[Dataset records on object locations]
※
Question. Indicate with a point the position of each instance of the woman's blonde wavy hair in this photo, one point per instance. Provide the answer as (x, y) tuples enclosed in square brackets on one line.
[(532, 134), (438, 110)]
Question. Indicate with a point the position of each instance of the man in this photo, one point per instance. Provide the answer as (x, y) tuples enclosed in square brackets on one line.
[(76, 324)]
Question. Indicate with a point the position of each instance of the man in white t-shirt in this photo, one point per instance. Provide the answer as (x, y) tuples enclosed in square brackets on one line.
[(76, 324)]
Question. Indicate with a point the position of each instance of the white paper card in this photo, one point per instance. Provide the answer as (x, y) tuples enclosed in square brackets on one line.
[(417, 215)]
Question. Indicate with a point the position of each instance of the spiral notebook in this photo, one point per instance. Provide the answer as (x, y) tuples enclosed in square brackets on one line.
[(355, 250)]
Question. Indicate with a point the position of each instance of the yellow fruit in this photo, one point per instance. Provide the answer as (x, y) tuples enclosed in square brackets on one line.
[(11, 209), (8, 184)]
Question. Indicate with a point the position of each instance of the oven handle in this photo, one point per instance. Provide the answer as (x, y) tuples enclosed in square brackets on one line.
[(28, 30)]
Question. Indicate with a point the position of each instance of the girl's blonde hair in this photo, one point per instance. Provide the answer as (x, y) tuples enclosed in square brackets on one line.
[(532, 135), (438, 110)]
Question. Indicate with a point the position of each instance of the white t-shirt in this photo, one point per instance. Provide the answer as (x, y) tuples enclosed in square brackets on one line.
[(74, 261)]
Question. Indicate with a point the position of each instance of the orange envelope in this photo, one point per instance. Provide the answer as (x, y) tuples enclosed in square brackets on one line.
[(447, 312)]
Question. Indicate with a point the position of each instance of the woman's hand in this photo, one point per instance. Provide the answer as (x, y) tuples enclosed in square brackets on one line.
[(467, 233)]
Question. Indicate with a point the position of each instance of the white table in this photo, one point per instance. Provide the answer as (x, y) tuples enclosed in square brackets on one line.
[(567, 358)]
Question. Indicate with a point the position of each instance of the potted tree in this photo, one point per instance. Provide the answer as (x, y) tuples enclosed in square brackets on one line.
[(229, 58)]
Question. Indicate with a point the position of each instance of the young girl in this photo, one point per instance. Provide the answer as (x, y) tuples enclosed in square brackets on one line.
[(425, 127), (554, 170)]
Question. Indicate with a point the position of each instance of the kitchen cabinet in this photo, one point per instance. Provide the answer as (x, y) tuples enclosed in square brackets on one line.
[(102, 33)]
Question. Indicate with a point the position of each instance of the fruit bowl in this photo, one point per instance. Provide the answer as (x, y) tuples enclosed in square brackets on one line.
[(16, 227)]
※
Task description: Copy every one of the records above word for word, keeping each line as it stands.

Solution for this problem:
Question. Indicate with a point the position of each instance of the woman's blonde wavy hair in this photo, one point per instance. Provide the answer as (x, y) tuples enclosed in square brackets on one line.
[(532, 134), (438, 110)]
Question. Indicate with a point the position of each instance of the man in this photo, one point per instance. Provide the answer as (x, y) tuples enclosed in square brackets on one line.
[(76, 324)]
Question. Indicate with a point the position of each instance of the man in white t-shirt in this photo, one point per instance. Provide the answer as (x, y) tuples enclosed in square brackets on one line.
[(76, 324)]
Question. Indicate with a point the position of each instance of the white paper card in this photo, one point per instance. Provide the answer as (x, y) tuples enclosed in square brackets on one line.
[(417, 215)]
Question. Indicate with a point the position of each instance of the spiral notebook in this photo, one point per instance. Provide the answer as (x, y) tuples enclosed in square brackets on one line.
[(355, 250)]
Question. Indicate with a point the position of each instance of the yellow fruit in this photo, one point per instance. Provide the answer as (x, y) tuples enclosed in square brackets on one line.
[(11, 209), (8, 184)]
Question. Indicate with a point the position of each instance of the oven handle in this photo, one point per instance. Provide the answer as (x, y) tuples enclosed in square brackets on one line.
[(28, 30)]
Question. Indicate with a point the position of each instance of the girl's blonde hair in this photo, one point per instance. Provide the answer as (x, y) tuples enclosed in square brackets on one line.
[(532, 135), (438, 110)]
Question. Indicate with a point the position of each instance of the white t-shirt in this photo, one point per instance. Provide the answer as (x, y) tuples enclosed in square brackets on one line.
[(74, 261)]
Question. Indicate with a point the position of each instance of the orange envelope in this photo, one point per instance. Provide the answer as (x, y) tuples enclosed in square brackets on one line.
[(447, 312)]
Question. Indicate with a point the position of each instance of the woman's hand in this photo, one point per instance. Provide the answer as (x, y) tuples enclosed in square brackets on one line.
[(467, 233)]
Question. Indicate with a point the position of each instance of the white table in this photo, one point per instance. Provide the answer as (x, y) tuples enclosed in square brackets on one line.
[(567, 358)]
Question. Indicate with a point the position of each instance of the potted tree in this photo, one point per instance. Provide the answer as (x, y) tuples enclosed in square brackets on one line.
[(229, 58)]
Question. Indicate with a point the position of each instance of the young girl in this photo, one point per instance. Provide the answer as (x, y) tuples enclosed in square brackets on one line.
[(425, 127), (554, 170)]
Question. Indicate with a point the position of each instance of the kitchen cabinet in this photo, one point per instance. Provide the answer as (x, y) tuples enclosed in square brackets on one line.
[(102, 33)]
Question. Indicate with a point the position of each instance of the fruit bowl in this photo, one point per instance. Provide the answer as (x, y) tuples enclosed in square brackets on one line.
[(16, 227)]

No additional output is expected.